* [Given request a]:
Answer these questions using the Centeraikido blog posts.
(i) Who was examined in the black belt test held on January 13, 2006?
(ii) What street address is given for the Centeraikido dojo?
(iii) Where was the late December 2005 seminar held?

* [Passage provided]:
>>>
Thursday, January 26, 2006


Eytan Ben Meir Sensei, 6th Dan, at Centeraikido

On January 13, 2006, a single Black belt test (Shodan) was held at Centeraikido. The examination was held by Eytan Ben Meir Sensei, 6th. Dan. The one being examined was Guy Vivante Lavi. The test was concluded by his receiving his first degree Black Belt, after over 6 years of training.

What is a black belt ?

When we were younger, and some kid was picking on another kid (who was usually smaller or weaker), the best line the weaker kid could come up with would be: "watchout, my brother is a black belt"!!!

Well, we have not grown up that much since then. Most of us still think that a black belt in Aikido is some testament to our strength or value, in some absolute way. So we naturally want to be recognised for our value, so naturally we seek the black belts.

A black belt (Dan) in aikido serves 3 purposes:

1. To test the student who is taking the exam, for the student to sense his abilities and level of knowledge .

2. An opportunity for the student's teacher to see his quality of teaching.

3. An opportunity for the teacher to present his work for evaluation - to his teacher.

Once these 3 prerequisites occure - then there is a real value to a black belt. These also connect teacher and student. A student's teacher becomes a student of his teacher, making sure that learning is a continual process.

In the test held in January 2006, this is the lineage:

Eytan Ben Meir Sensei, 6th Dan - District head CAA in Israel

Gadi Marus - chief of Centeraikido, Dan 2

Guy Vivante Lavi - new Shodan, centeraikido

We all congratulate Guy Vivante for his accomplishment.

Centeraikido aikidoka and Gadi Marcus.


Centeraikido is a tradtional Aikido dojo.
Located in the Ramat Gan bourse district
36 Tuval st.
There are 4 weekly classes:
Sunday - 18:30 to 20:30
Monday - 19:00 to 20:30
Wednsday - 18:30 to 20:30
Friday - 13:00 to 15:00
300 NIS per month.
280 NIS per 3 months.

Wednesday, January 25, 2006



At the end of December 2005, there was a 3 day seminar with Huo Newens Sensei, 6th. Dan of Aikido Institute Davis, California.

The seminar was a low key happening. It was held in Raanana, at the school of Shihan Eli Bitran. There were no dazzeling techniques. Everything was pleasant, at an eye to eye level.

There was only Aikido at a high level.

Hua Newens Sensei was invited by Eitan Ben Meir Sensei, 6th. Dan, Carmel Aikido, Israel.


Last summer, 2005, was a busy and promising time for Centeraikido. We had just finished building our dojo, and were about to embark on a new adventure filled with promise and activity.

Then, out of the blue, we recieved an email message, from a person who identified himself as a well known martial artist from India. He was looking for himself and his group of India Aikido, a place to study aikido. He was willing to come to Israel, himself and 8 of his students, for a two week seminar to study aikido. He was looking for a dojo, and a teacher.
<<<
* [Given request b]: Reproduce every line of the data records below, requests included. Shift each x and y coordinate in the answer points up by 119.

* [Data records]:
>>>
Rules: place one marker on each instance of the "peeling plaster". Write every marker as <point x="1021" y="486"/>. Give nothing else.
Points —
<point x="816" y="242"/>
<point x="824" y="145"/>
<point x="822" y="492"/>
<<<
* [Expected answer a]:
(i) Guy Vivante Lavi
(ii) 36 Tuval st.
(iii) In Raanana, at the school of Shihan Eli Bitran

* [Expected answer b]:
Rules: place one marker on each instance of the "peeling plaster". Write every marker as <point x="1021" y="486"/>. Give nothing else.
Points —
<point x="935" y="361"/>
<point x="943" y="264"/>
<point x="941" y="611"/>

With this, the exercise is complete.